Using the records that appear below, write out exactly the lines from the one with "Target: blue sky" through the one with "of the white", keeping both end lines.

Records supplied START

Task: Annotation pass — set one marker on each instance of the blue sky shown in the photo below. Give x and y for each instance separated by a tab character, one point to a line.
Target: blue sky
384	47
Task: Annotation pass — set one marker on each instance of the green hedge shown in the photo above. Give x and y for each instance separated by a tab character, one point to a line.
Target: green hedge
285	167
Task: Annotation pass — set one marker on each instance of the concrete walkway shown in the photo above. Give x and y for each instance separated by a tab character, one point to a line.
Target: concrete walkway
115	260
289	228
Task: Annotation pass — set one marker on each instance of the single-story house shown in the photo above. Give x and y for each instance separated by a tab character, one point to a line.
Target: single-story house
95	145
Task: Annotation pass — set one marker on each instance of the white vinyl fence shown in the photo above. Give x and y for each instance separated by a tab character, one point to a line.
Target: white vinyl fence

Records supplied END

Solution to this task:
Target: blue sky
384	47
Task: Annotation pass — set one marker on each instance of the green hedge shown in the photo above. Give x and y for each instance separated by a tab character, one point to a line.
Target: green hedge
285	167
Task: Annotation pass — set one marker on each instance of the concrete walkway shown in the photo above. Give x and y for each instance separated by a tab character, one point to a line.
Target: concrete walkway
115	260
289	228
Task: Annotation pass — set one marker on each instance of the single-story house shown in the photo above. Give x and y for each instance separated by a tab character, one point to a line.
Target: single-story house
95	145
Task: Annotation pass — set one marker on each instance of the white vinyl fence shown in the photo above. Give x and y for each instance separated by a tab character, one point to a line.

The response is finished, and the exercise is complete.